### Document segment
The amount paid and the ex-dividend date is determined by the Board of Directors of the company. Investors who have shares in a company before the ex-dividend date are eligible for the dividend payments at specified dates. Those who invest afterward are not eligible and must wait for the next dates.

We can see clearly that dividends are like rewards handed out by a company to its shareholders in return for putting money into their ventures. For investors, these companies prove as a regular stream of income which helps them outpace inflationary pressures of the economy. For this reason, investors are very keen on investing mainly in companies that provide decent dividend payments.

Which companies provide Dividends

When it comes to dividends – and especially high-dividend paying stocks – an investor should not expect just any company to be able to give a high level of income. This is especially the case if an investor is looking into growth stocks of emerging biotech or internet-related companies.

This is because such companies mainly reinvest all their earnings into research and development. Shareholder dividends are not a priority for such smaller companies, so investors who have shares in these companies do so because of their optimism in the company’s future. For a well-established institution or industry, however, the case is different.

Let’s consider the example of an “old school” industry, that of automobiles.  Car manufacturers can be much more likely to make regular dividend payments because they have already established themselves for many decades and do not need to invest as much into research and development, as a percentage of their revenues, as more emerging companies.

An automotive company can therefore focus its attention on dividend payments for shareholders. Massive companies with a history of well-reputed financial performance are quite regular in paying dividends to their shareholders.  Other companies well-known for regular dividend payments are Johnson and Johnson, in the Consumer Staples sector, and Exxon Mobil, in the Energy sector.

Why do Companies pay Dividends?

We can easily evaluate from the observations that dividend payments are beneficial to investors in several ways. They provide a stable stream of income within the volatile world of the stock market. Additionally, since capital gains cash created through the sale of shares is considered taxable; investors looking for short-term gains may want to settle with tax-free dividend handouts. But a peculiar question arises: why would companies willingly hand out dividends when they can reinvest all their earnings into greater company development? Indeed, there are several reasons why a company may see dividend handouts as quite beneficial for its sustained development.

### Dataset section
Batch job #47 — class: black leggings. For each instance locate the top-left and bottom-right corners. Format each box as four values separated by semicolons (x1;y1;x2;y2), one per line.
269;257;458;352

### Aim of the task
Print the part of the dividends text between "The amount paid" and "the next dates.", inclusive, word for word.

### Solved problem
The amount paid and the ex-dividend date is determined by the Board of Directors of the company. Investors who have shares in a company before the ex-dividend date are eligible for the dividend payments at specified dates. Those who invest afterward are not eligible and must wait for the next dates.